start RECORD EXTRACTS

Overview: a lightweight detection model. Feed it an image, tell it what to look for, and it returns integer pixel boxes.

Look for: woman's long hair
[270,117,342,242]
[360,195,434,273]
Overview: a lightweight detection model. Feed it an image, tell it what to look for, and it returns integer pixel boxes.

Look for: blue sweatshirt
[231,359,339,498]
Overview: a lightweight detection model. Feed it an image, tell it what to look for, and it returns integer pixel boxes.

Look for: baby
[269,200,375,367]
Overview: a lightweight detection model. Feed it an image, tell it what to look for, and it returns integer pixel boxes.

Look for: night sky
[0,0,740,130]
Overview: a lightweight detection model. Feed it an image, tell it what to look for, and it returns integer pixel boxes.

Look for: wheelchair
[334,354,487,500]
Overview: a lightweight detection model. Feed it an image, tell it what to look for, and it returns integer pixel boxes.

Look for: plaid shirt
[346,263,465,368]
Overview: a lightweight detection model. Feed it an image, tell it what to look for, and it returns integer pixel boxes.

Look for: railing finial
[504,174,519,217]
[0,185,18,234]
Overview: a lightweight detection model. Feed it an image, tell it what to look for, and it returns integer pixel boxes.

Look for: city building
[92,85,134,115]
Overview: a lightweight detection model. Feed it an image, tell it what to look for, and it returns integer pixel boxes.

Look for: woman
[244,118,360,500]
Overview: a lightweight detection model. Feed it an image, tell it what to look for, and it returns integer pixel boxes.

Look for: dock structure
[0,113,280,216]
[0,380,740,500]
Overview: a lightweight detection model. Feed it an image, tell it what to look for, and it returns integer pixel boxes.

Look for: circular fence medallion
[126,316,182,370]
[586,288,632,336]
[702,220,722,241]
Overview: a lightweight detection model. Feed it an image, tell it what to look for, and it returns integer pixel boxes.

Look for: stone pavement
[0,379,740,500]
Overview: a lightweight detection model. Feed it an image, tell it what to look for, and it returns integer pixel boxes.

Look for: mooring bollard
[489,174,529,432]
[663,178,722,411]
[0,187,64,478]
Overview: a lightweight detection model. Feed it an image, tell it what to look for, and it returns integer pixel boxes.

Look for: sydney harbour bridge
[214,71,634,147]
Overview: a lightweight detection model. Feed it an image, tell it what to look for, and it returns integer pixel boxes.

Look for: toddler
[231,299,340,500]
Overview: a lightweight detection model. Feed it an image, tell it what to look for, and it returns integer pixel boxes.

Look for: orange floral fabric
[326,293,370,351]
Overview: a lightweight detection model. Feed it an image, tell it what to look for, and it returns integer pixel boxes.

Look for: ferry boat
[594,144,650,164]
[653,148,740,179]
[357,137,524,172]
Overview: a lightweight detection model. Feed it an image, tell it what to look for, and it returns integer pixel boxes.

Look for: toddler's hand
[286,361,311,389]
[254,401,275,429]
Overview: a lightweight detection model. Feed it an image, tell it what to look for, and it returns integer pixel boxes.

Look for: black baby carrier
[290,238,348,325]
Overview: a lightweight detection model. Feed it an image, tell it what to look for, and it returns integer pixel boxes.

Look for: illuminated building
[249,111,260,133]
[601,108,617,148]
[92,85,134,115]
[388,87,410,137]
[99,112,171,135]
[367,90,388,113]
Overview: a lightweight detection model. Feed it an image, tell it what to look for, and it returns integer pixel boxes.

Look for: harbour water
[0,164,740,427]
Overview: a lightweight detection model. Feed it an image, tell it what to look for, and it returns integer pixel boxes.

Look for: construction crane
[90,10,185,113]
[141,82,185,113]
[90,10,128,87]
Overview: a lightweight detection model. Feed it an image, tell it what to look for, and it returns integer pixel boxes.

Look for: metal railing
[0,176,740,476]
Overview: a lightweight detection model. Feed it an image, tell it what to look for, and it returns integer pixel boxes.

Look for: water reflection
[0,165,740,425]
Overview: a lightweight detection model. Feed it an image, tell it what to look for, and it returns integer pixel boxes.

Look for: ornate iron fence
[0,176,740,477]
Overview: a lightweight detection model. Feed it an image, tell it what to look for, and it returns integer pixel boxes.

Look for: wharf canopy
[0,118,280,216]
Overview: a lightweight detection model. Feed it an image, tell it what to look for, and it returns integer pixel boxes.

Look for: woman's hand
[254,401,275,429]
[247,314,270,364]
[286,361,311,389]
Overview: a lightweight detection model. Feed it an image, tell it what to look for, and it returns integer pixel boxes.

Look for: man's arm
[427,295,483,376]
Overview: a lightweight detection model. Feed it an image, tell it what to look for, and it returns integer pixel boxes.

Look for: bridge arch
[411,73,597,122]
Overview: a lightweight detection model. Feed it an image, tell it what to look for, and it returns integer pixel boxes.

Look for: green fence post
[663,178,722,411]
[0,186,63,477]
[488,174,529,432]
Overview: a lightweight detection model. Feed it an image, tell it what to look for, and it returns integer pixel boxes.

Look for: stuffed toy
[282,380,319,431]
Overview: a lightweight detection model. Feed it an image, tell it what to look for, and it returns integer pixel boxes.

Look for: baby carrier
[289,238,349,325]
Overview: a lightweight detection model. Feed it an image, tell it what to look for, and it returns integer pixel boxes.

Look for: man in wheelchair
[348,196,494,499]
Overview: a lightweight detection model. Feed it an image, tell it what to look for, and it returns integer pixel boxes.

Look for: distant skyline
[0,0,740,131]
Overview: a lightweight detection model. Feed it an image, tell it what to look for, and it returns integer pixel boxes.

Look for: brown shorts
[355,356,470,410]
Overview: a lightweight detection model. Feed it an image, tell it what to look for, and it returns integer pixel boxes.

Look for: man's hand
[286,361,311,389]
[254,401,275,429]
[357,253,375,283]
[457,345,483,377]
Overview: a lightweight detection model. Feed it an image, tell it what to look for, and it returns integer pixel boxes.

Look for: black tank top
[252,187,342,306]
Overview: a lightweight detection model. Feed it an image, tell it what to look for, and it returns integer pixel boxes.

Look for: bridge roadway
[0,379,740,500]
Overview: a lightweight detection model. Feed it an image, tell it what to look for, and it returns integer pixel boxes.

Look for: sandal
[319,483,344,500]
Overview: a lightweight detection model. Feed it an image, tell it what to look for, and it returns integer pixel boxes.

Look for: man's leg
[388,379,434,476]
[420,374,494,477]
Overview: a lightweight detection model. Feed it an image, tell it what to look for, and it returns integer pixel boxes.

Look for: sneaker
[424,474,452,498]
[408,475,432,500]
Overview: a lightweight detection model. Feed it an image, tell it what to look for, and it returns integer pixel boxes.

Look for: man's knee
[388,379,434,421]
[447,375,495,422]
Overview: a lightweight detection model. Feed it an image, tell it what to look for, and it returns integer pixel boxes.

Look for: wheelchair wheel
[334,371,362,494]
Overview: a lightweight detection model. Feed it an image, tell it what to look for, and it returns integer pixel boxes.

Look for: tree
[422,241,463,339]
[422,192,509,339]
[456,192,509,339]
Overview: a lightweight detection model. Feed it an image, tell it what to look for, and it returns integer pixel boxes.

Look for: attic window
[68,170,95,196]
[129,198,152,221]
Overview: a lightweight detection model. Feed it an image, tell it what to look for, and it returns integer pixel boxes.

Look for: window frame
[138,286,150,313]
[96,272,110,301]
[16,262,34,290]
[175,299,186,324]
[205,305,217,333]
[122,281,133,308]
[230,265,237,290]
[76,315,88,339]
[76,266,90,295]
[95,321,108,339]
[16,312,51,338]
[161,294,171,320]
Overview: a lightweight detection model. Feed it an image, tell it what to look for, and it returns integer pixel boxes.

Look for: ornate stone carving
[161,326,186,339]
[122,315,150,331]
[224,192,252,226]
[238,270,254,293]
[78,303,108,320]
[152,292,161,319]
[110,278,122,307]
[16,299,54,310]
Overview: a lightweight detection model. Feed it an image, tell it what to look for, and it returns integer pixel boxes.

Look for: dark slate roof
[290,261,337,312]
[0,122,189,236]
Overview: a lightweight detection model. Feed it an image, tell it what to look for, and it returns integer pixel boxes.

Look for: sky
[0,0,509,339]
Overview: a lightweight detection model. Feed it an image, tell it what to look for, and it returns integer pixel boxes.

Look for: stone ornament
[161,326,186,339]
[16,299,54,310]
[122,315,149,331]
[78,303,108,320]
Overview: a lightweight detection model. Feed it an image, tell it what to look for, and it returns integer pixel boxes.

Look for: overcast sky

end RECORD EXTRACTS

> **THE REQUEST**
Recast the lines from the first one up to and including the line containing "[269,200,375,367]" as a numbered list, and leave out any blank lines.

> **COMPLETE OUTPUT**
1. Overview: a lightweight detection model. Feed it an image, tell it what to look for, and it returns integer pixel boxes.
2. Look for: woman's long hair
3. [270,117,342,242]
4. [360,195,434,273]
5. Overview: a lightweight detection model. Feed it an image, tell it what to look for, and it returns integer pixel boxes.
6. Look for: blue sweatshirt
7. [231,359,339,498]
8. Overview: a lightweight detection model. Feed it an image, tell it what to look for, and it returns integer pixel boxes.
9. Look for: baby
10. [269,200,375,367]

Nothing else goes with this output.